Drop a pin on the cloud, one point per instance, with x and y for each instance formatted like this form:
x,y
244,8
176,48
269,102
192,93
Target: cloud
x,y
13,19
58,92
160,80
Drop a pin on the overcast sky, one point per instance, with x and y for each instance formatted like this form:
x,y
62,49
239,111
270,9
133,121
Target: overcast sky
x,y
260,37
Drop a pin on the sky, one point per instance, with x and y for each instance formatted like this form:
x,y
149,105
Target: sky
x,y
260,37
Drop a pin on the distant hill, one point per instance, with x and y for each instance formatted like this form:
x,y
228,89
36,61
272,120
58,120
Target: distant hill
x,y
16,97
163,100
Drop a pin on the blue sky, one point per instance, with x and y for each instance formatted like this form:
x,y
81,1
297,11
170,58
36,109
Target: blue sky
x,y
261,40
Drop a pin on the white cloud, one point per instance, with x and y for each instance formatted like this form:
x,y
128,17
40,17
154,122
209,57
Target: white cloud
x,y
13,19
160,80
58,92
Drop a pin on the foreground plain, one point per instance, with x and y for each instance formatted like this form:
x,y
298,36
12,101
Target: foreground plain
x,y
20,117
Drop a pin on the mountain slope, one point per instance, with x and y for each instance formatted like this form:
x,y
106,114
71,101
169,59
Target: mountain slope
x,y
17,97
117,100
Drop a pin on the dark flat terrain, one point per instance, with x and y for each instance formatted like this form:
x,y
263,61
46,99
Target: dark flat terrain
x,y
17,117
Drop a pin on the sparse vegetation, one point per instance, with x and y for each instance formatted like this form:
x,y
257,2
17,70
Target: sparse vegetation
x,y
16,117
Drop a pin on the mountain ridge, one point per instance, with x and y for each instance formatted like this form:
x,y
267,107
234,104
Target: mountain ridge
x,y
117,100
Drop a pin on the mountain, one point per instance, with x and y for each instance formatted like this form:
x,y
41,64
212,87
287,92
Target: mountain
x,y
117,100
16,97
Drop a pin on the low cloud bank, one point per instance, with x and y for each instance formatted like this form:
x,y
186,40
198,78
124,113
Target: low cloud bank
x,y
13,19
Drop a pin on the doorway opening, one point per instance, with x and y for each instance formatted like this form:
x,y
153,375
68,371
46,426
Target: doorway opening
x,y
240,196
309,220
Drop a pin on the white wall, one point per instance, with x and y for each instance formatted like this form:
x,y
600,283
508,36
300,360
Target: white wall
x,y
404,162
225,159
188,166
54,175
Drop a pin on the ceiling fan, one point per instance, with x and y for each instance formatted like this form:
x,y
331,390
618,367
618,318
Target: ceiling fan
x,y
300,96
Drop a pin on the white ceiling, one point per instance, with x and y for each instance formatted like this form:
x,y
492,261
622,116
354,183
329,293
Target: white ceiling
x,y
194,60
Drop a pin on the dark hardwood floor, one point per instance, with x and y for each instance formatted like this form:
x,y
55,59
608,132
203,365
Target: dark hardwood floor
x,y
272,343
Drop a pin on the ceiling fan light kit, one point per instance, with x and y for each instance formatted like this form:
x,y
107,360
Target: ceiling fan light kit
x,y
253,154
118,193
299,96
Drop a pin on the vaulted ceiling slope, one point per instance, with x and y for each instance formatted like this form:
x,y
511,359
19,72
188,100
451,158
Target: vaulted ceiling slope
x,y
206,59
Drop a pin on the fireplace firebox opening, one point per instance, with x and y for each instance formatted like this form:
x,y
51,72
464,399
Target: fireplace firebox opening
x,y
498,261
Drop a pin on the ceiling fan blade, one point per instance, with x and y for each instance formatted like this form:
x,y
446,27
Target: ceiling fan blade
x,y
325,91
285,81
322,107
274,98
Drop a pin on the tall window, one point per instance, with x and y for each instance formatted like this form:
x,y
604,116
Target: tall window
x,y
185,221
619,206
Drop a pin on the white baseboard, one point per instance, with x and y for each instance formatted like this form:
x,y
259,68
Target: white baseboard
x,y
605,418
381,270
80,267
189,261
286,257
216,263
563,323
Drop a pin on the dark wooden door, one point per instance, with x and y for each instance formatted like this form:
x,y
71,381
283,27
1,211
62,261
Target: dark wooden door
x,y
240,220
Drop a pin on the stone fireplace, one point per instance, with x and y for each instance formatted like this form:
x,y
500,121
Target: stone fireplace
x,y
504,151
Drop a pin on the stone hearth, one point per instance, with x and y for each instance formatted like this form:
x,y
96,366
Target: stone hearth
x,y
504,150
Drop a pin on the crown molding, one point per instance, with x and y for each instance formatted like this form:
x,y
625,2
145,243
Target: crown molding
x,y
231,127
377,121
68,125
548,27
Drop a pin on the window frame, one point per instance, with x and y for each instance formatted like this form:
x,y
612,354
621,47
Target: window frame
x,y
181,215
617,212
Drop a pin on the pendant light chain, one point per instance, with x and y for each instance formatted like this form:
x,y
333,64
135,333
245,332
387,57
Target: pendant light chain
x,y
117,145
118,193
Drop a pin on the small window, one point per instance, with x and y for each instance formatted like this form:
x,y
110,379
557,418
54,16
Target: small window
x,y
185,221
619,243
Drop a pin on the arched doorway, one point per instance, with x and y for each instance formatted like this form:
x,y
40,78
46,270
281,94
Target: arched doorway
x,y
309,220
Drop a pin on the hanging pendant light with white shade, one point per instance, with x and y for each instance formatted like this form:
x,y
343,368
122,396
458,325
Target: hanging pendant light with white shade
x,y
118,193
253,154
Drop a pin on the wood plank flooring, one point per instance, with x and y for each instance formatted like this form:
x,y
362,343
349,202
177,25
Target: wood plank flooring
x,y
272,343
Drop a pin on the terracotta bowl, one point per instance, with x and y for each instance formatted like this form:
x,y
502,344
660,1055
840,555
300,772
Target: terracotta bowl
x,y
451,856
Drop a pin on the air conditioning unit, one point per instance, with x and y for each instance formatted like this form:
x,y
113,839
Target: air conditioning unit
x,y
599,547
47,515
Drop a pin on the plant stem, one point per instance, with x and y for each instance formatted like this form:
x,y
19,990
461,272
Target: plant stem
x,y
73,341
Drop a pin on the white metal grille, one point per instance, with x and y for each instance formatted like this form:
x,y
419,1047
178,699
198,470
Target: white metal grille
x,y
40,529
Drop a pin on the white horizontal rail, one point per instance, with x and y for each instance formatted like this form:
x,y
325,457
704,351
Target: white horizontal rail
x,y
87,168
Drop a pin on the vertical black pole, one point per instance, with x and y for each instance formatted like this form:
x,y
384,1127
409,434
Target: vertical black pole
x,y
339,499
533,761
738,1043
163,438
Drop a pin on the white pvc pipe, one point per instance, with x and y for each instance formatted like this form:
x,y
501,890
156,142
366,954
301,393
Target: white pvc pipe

* * *

SHORT TASK
Quote all the records. Keep every word exact.

EXERCISE ANSWER
Drop a pin on the cloud, one point per instance, with x and y for each instance formatted like this form:
x,y
244,8
176,48
269,102
192,93
Target: cloud
x,y
13,19
58,92
160,80
Drop a pin on the overcast sky, one point per instance, with x and y for each instance formatted like this form:
x,y
62,49
239,111
270,9
133,121
Target: overcast sky
x,y
260,37
Drop a pin on the sky, one point per instance, with x and y for each instance formatted like this form:
x,y
149,105
Target: sky
x,y
260,37
Drop a pin on the distant hill, one point per instance, with x and y for each instance formatted like this form:
x,y
228,89
36,61
272,120
58,120
Target: distant hill
x,y
16,97
163,100
Drop a pin on the blue sky, one point per instance, with x and y for each instance formatted like this form:
x,y
81,1
297,11
170,58
36,109
Target: blue sky
x,y
261,40
Drop a pin on the white cloud, one point per instance, with x and y for each instance formatted like this form:
x,y
128,17
40,17
154,122
209,57
Target: white cloud
x,y
13,19
160,80
58,92
Drop a pin on the foreground plain, one point per instance, with x and y for each instance formatted like this form:
x,y
298,36
12,101
Target: foreground plain
x,y
20,117
Drop a pin on the mountain slope, one point per instance, with x and y for each instance formatted like this form:
x,y
106,114
71,101
169,59
Target: mountain slope
x,y
17,97
117,100
Drop a pin on the dark flat terrain, one point per instance, with x and y for each instance formatted like this form:
x,y
263,61
46,99
Target: dark flat terrain
x,y
17,117
Drop a pin on the sparse vegetation, one point per instance, with x and y for each instance formatted like this form:
x,y
257,2
17,70
Target: sparse vegetation
x,y
16,117
Drop a pin on the mountain ridge, one point per instance, with x and y for each instance formatted like this form:
x,y
267,107
234,104
Target: mountain ridge
x,y
117,100
Drop a pin on the mountain, one point per instance, with x and y for each instance formatted like this form:
x,y
41,64
212,87
287,92
Target: mountain
x,y
117,100
16,97
Drop a pin on the low cloud bank, one point per instance, with x and y for each instance formatted like this form:
x,y
186,40
198,78
124,113
Target: low cloud bank
x,y
13,19
Drop a pin on the doorway opening, one point per instance, with x and y for each instance formatted like this form:
x,y
153,375
68,371
46,426
Target: doorway opening
x,y
240,196
309,220
Drop a pin on the white wall, one point per instance, with x and y for each instance formatted like this form:
x,y
600,283
508,36
300,360
Target: white wall
x,y
404,162
225,159
188,166
54,175
Drop a pin on the ceiling fan, one point per instance, with x and y for each instance formatted like this form:
x,y
331,390
618,367
618,318
Target: ceiling fan
x,y
300,96
Drop a pin on the white ceiling, one point per instance, with x and y for each instance formatted like this form:
x,y
492,261
622,116
354,183
329,293
Target: white ceiling
x,y
194,60
Drop a pin on the dark hardwood floor, one point per instance, with x and y for each instance formatted like this form:
x,y
55,59
608,132
203,365
Target: dark hardwood floor
x,y
272,343
Drop a pin on the ceiling fan light kit, one point per instance, with x and y for each instance formatted like this form:
x,y
107,360
Target: ceiling fan light kit
x,y
253,154
118,193
299,96
Drop a pin on the vaulted ceiling slope, one point per instance, with x and y for each instance formatted like this form:
x,y
511,359
19,72
188,100
451,158
Target: vaulted ceiling slope
x,y
206,59
Drop a pin on the fireplace firebox opening, one point per instance, with x and y for each instance formatted like this form:
x,y
51,72
464,399
Target: fireplace firebox opening
x,y
498,261
Drop a pin on the ceiling fan blade, one point per instance, with x and y for each instance formatted like this form:
x,y
446,27
Target: ceiling fan blade
x,y
325,91
285,81
322,107
274,98
Drop a pin on the tall window, one point per instance, with x and y for each instance formatted like this form:
x,y
604,116
Target: tall window
x,y
185,221
619,206
Drop a pin on the white baseboard, one point per instance, with x and y for each instance formatted like this form:
x,y
259,68
Target: white baseboard
x,y
605,418
381,270
80,267
189,261
286,257
216,263
563,323
Drop a pin on the dark wooden door, one point per instance, with x and y for each instance formatted like this form:
x,y
71,381
283,27
1,211
62,261
Target: dark wooden door
x,y
240,220
Drop a pin on the stone fireplace, one point per instance, with x and y for each instance formatted like this form:
x,y
500,121
Target: stone fireplace
x,y
504,151
Drop a pin on the stone hearth, one point per instance, with x and y for each instance formatted like this form:
x,y
96,366
Target: stone hearth
x,y
504,150
Drop a pin on the crown molding, one point per instance, with x and y for each instance formatted like this form:
x,y
625,2
145,243
Target: crown molding
x,y
231,127
377,121
68,125
548,27
Drop a pin on the window frame, one point per instance, with x and y for each instance formatted like this form:
x,y
612,354
621,47
Target: window frame
x,y
181,215
617,212
Drop a pin on the pendant light chain, one point per instance, with x and y for each instance formatted like this form:
x,y
333,64
135,333
245,332
387,57
Target: pendant light chain
x,y
117,145
118,193
Drop a pin on the small window, one point per instance, with x and y for each instance formatted like this form:
x,y
110,379
557,418
54,16
Target: small window
x,y
185,221
619,243
Drop a pin on the arched doorway, one point per instance, with x and y for each instance formatted like this form:
x,y
40,78
46,270
281,94
Target: arched doorway
x,y
309,220
Drop a pin on the hanging pendant light with white shade, one point per instance, with x and y for each instance formatted like this form:
x,y
343,368
122,396
458,325
Target: hanging pendant light with white shade
x,y
118,193
253,154
Drop a pin on the wood plank flooring, one point per instance, with x and y for each instance formatted like this form:
x,y
362,343
349,202
177,25
Target: wood plank flooring
x,y
272,343
Drop a pin on the terracotta bowl, one point per instance, with x and y for each instance formatted like this form:
x,y
502,344
660,1055
840,555
300,772
Target: terracotta bowl
x,y
451,856
Drop a pin on the air conditioning unit, one point per instance, with x and y for each instance formatted like this form:
x,y
113,839
Target: air conditioning unit
x,y
599,547
47,515
Drop a pin on the plant stem, one point per instance, with x and y for each instance formatted like this form:
x,y
19,990
461,272
Target: plant stem
x,y
73,341
Drop a pin on the white metal grille, one point per instance, with x and y for each instance formatted like this form:
x,y
419,1047
178,699
198,470
Target: white metal grille
x,y
40,529
Drop a pin on the white horizontal rail, one point per instance, with x and y for each instance formatted like this form:
x,y
325,457
704,351
Target: white horizontal rail
x,y
87,168
Drop a pin on the vertical black pole, one point per instance, with x and y for each instance formatted like this form:
x,y
384,1127
409,434
Target: vertical black pole
x,y
339,499
533,761
738,1043
163,438
Drop a pin on the white pvc pipe, one point per instance, with x and y for each instance formatted like this form:
x,y
501,890
156,142
366,954
301,393
Target: white pvc pipe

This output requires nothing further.